> Source data
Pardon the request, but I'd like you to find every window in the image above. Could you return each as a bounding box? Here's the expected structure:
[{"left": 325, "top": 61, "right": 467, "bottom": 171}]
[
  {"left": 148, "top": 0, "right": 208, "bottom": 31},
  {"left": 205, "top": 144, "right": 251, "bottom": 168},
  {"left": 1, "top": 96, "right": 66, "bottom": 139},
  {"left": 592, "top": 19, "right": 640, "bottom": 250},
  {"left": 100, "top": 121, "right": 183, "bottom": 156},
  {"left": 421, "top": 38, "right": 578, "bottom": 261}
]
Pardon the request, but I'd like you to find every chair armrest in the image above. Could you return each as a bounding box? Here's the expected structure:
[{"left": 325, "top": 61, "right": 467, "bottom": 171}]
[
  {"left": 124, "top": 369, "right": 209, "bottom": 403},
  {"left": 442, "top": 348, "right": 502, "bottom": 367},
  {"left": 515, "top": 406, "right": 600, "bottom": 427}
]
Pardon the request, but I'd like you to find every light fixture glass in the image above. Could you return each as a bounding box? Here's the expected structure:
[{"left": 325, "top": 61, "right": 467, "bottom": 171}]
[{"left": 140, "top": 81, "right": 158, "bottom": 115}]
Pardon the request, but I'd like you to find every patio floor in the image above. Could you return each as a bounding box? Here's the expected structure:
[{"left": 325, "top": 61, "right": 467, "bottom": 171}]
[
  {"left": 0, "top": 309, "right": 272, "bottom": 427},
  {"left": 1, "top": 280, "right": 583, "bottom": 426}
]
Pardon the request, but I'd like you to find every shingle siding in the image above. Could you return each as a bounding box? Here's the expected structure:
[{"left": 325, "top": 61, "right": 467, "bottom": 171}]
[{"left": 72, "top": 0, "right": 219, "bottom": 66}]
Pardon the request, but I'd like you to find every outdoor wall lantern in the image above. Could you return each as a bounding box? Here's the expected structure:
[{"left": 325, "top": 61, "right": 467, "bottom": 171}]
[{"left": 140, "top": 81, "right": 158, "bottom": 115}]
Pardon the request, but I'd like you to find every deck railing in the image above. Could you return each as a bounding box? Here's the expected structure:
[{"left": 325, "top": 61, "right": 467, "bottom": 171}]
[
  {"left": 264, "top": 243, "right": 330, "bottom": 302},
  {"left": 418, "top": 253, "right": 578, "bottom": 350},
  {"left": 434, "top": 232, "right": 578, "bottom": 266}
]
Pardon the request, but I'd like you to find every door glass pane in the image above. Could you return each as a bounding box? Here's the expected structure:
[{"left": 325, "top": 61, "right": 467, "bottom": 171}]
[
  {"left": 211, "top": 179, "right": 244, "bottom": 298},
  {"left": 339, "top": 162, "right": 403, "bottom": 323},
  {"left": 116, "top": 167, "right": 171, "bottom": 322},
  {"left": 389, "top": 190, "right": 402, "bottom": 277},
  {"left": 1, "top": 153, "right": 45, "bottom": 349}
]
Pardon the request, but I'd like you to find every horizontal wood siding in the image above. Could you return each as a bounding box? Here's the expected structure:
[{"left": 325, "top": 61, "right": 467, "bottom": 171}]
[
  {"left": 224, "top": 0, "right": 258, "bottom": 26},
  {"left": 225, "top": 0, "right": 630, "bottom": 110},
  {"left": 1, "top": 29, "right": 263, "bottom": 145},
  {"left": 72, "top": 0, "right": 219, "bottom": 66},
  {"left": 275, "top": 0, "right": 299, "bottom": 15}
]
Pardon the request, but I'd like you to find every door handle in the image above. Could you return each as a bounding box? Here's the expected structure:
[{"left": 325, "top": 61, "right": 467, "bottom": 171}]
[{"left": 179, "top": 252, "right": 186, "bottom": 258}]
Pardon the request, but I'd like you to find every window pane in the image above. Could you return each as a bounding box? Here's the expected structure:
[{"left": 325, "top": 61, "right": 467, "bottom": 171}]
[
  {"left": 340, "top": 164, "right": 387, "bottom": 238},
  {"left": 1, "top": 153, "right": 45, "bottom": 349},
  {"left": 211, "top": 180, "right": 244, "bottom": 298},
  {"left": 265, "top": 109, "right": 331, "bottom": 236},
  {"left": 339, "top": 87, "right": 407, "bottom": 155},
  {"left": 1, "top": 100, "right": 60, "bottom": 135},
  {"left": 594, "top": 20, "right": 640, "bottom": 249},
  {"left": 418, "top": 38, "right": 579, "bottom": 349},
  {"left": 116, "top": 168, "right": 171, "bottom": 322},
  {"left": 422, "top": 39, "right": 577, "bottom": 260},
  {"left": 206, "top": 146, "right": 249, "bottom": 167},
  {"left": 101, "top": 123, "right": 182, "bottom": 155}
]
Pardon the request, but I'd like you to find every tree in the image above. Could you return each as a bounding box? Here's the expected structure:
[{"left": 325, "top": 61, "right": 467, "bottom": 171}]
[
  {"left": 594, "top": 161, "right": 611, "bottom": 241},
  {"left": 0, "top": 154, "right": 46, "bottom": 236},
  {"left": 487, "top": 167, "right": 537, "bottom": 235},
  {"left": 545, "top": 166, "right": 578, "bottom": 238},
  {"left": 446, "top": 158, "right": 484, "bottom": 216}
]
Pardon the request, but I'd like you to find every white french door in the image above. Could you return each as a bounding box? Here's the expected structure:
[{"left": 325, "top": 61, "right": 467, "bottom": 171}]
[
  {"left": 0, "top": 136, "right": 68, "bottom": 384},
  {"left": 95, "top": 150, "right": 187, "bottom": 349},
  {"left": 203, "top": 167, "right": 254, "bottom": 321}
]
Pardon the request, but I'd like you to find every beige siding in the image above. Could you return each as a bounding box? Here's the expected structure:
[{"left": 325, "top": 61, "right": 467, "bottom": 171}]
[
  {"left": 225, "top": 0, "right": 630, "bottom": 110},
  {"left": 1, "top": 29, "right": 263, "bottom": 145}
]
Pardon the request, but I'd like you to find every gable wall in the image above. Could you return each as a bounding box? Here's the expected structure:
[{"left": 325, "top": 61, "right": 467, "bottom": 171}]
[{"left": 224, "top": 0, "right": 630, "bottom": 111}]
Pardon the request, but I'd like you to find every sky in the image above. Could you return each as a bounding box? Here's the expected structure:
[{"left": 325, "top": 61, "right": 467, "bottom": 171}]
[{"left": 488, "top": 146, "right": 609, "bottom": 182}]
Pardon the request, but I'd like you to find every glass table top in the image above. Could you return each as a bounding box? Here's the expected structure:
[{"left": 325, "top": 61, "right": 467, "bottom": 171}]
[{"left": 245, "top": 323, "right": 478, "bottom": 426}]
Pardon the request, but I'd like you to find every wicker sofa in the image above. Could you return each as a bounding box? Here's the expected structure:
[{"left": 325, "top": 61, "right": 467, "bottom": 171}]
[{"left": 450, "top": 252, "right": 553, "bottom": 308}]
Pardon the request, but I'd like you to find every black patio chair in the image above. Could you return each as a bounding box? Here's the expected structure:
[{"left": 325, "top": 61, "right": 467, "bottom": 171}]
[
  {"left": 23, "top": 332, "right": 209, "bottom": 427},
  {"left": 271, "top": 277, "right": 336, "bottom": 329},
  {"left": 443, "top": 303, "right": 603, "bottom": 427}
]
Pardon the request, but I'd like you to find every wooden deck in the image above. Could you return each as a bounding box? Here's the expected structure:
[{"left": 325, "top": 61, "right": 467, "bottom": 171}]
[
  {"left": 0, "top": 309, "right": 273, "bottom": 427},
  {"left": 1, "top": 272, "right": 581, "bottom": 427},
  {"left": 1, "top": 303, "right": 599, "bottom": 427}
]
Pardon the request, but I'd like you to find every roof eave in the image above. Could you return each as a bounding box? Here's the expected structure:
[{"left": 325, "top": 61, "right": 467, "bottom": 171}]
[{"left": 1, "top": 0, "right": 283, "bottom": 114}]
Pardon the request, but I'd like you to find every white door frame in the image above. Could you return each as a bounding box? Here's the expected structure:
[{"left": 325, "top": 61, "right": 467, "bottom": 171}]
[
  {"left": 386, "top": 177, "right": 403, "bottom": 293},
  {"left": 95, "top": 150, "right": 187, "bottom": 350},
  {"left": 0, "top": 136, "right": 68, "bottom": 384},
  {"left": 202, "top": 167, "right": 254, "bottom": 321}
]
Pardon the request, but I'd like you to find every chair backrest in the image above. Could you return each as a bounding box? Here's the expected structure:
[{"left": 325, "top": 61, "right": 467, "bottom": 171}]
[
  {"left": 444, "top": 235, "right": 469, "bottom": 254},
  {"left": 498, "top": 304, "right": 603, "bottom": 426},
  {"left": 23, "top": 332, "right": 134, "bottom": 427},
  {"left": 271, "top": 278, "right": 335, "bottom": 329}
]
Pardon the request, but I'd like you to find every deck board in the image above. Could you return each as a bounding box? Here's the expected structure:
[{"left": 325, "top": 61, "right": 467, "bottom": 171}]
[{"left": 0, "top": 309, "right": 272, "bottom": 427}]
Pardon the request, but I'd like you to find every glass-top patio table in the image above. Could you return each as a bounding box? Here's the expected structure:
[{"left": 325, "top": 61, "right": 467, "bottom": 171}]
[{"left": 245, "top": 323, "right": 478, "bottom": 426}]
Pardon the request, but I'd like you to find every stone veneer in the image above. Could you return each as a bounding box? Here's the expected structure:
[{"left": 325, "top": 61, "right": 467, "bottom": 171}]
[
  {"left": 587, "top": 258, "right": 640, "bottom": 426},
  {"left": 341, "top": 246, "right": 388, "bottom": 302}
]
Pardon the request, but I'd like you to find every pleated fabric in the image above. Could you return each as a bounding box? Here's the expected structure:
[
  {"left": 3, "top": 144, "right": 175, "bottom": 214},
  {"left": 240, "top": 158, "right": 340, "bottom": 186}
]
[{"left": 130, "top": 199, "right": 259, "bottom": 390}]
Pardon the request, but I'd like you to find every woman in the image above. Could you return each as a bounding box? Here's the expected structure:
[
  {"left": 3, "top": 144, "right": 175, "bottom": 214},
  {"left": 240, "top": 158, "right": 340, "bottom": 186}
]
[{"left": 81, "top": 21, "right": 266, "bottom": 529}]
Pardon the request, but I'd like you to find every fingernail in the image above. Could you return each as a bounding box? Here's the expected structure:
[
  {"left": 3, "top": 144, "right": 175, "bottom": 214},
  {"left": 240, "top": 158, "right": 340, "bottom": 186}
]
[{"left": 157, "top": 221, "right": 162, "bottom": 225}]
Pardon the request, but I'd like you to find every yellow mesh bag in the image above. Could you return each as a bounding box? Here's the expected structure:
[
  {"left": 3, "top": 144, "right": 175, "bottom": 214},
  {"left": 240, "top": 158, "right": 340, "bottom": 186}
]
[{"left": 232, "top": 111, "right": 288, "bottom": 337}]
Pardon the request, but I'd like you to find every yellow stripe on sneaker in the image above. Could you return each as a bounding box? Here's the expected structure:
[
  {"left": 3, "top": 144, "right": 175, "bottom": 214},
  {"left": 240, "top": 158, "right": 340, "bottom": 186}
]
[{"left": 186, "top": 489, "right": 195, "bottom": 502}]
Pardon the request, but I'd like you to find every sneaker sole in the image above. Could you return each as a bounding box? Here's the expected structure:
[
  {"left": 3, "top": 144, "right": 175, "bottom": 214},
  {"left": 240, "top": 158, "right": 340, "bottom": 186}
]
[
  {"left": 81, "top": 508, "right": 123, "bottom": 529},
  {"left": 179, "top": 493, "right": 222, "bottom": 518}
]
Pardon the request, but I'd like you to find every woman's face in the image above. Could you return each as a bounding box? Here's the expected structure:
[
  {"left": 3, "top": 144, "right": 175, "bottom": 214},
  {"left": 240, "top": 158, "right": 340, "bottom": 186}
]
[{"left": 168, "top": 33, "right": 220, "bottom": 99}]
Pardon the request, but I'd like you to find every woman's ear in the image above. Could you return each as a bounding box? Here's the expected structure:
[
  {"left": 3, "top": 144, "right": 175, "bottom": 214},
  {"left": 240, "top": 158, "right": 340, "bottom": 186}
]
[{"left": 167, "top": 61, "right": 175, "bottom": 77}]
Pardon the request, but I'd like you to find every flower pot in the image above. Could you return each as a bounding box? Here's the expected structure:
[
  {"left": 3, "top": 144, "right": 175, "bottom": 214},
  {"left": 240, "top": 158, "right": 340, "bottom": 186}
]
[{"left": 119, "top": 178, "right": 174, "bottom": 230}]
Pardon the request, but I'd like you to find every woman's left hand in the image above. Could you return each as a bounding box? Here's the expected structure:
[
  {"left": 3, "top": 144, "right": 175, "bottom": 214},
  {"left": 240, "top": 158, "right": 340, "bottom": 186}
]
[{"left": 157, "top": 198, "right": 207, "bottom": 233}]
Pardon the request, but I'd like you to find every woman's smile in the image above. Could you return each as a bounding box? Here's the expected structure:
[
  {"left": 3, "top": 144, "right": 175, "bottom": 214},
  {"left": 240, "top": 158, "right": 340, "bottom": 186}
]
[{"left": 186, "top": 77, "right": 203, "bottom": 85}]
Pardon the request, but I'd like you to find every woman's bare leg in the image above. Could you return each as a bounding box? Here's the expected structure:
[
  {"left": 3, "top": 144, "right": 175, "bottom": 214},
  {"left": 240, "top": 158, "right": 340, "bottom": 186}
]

> Required action
From the first line of the listing above through the line that contains "every chair armrest", set down each line without alteration, and nothing else.

> Completed task
Pardon the request, but I'd like you to find every window in the image above. Could you return each as a bounding box? Here's the expected structure:
[{"left": 325, "top": 61, "right": 467, "bottom": 171}]
[
  {"left": 148, "top": 0, "right": 208, "bottom": 31},
  {"left": 205, "top": 144, "right": 251, "bottom": 168},
  {"left": 1, "top": 96, "right": 66, "bottom": 139},
  {"left": 592, "top": 19, "right": 640, "bottom": 250},
  {"left": 100, "top": 121, "right": 183, "bottom": 156},
  {"left": 421, "top": 38, "right": 578, "bottom": 261}
]
Pardon the request, but I'd like you to find every chair armrest in the image above. Could you return each as a bounding box? Here's the expected structure:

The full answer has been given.